# [DATA TO USE]
— Start —

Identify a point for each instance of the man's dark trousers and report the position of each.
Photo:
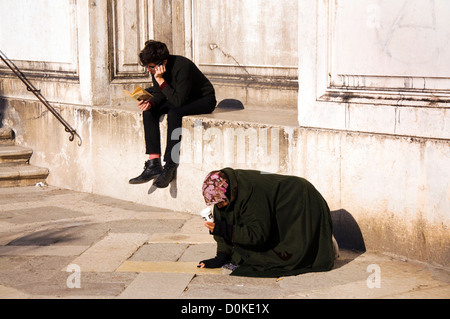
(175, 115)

— End —
— Start —

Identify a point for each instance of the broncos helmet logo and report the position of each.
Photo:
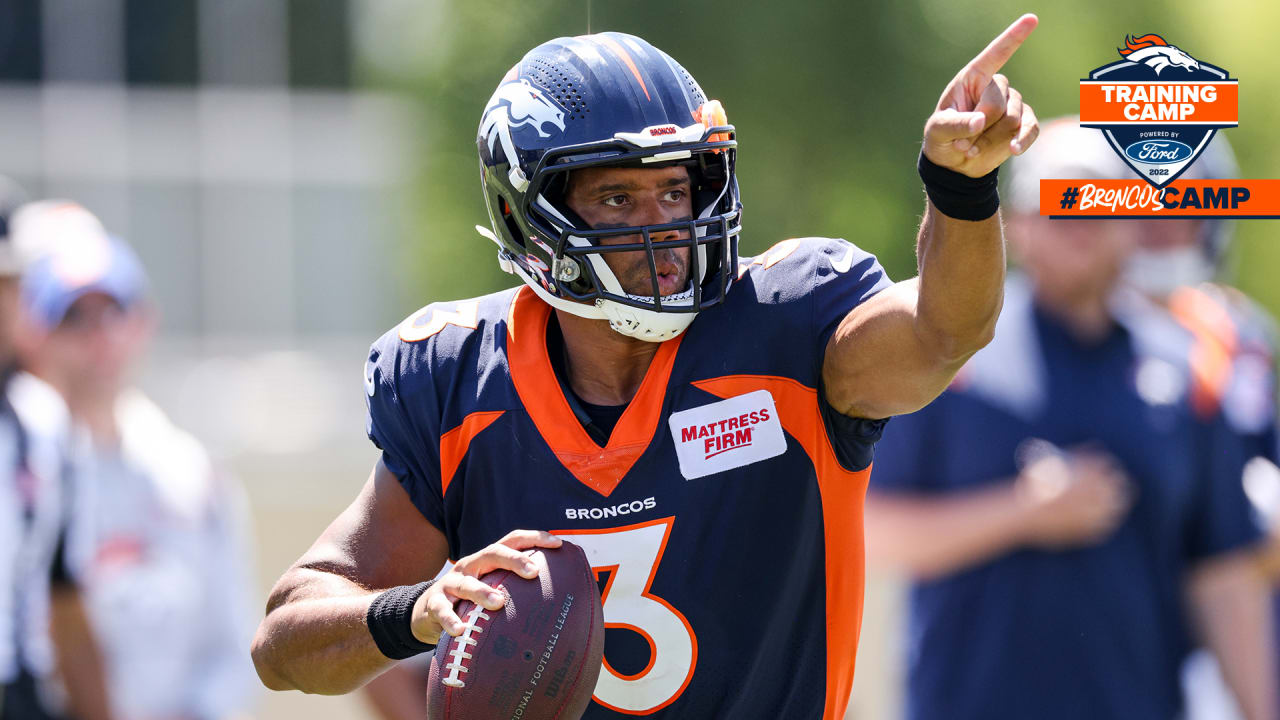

— End —

# [WRITTEN REQUEST]
Please pull out every line of the records above that contains the word "position", copying each one in full.

# [COMPLETE OUTPUT]
Identify a point for each instance of the man's dark trousers and report the position of each.
Identify a point for each instance of the broncos helmet logo and report the position of each.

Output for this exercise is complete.